Provided text:
──────────

Deep Neural Network Analysis of Pathology Images With Integrated Molecular Data for Enhanced Glioma Classification and Grading

Front Oncol. 2021 Jul 1:11:668694. doi: 10.3389/fonc.2021.668694. eCollection 2021.


Gliomas are primary brain tumors that originate from glial cells. Classification and grading of these tumors is critical to prognosis and treatment planning. The current criteria for glioma classification in central nervous system (CNS) was introduced by World Health Organization (WHO) in 2016. This criteria for glioma classification requires the integration of histology with genomics. In 2017, the Consortium to Inform Molecular and Practical Approaches to CNS Tumor Taxonomy (cIMPACT-NOW) was established to provide up-to-date recommendations for CNS tumor classification, which in turn the WHO is expected to adopt in its upcoming edition. In this work, we propose a novel glioma analytical method that, for the first time in the literature, integrates a cellularity feature derived from the digital analysis of brain histopathology images integrated with molecular features following the latest WHO criteria. We first propose a novel over-segmentation strategy for region-of-interest (ROI) selection in large histopathology whole slide images (WSIs). A Deep Neural Network (DNN)-based classification method then fuses molecular features with cellularity features to improve tumor classification performance. We evaluate the proposed method with 549 patient cases from The Cancer Genome Atlas (TCGA) dataset for evaluation. The cross validated classification accuracies are 93.81% for lower-grade glioma (LGG) and high-grade glioma (HGG) using a regular DNN, and 73.95% for LGG II and LGG III using a residual neural network (ResNet) DNN, respectively. Our experiments suggest that the type of deep learning has a significant impact on tumor subtype discrimination between LGG II vs. LGG III. These results outperform state-of-the-art methods in classifying LGG II vs. LGG III and offer competitive performance in distinguishing LGG vs. HGG in the literature. In addition, we also investigate molecular subtype classification using pathology images and cellularity information. Finally, for the first time in literature this work shows promise for cellularity quantification to predict brain tumor grading for LGGs with IDH mutations.

Keywords: IDH mutation; brain tumor classification and grading; cellularity; central nervous system tumor; deep neural network; glioma; molecular; radiomics.

──────────

Dataset entries:
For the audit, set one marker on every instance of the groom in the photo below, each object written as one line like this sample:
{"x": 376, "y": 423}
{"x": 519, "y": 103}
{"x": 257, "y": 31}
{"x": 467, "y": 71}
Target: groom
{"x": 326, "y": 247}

──────────

Problems and tasks:
**A.** In the glioma abstract, rewrite the passage from "Deep Neural Network Analysis" up to and including "10.3389/fonc.2021.668694. eCollection 2021.", changing "Pathology Images" to "Histopathology Images".
**B.** List every keyword given for the glioma abstract.

Solutions for each task:
**A.**
Deep Neural Network Analysis of Histopathology Images With Integrated Molecular Data for Enhanced Glioma Classification and Grading

Front Oncol. 2021 Jul 1:11:668694. doi: 10.3389/fonc.2021.668694. eCollection 2021.

**B.**
IDH mutation
brain tumor classification and grading
cellularity
central nervous system tumor
deep neural network
glioma
molecular
radiomics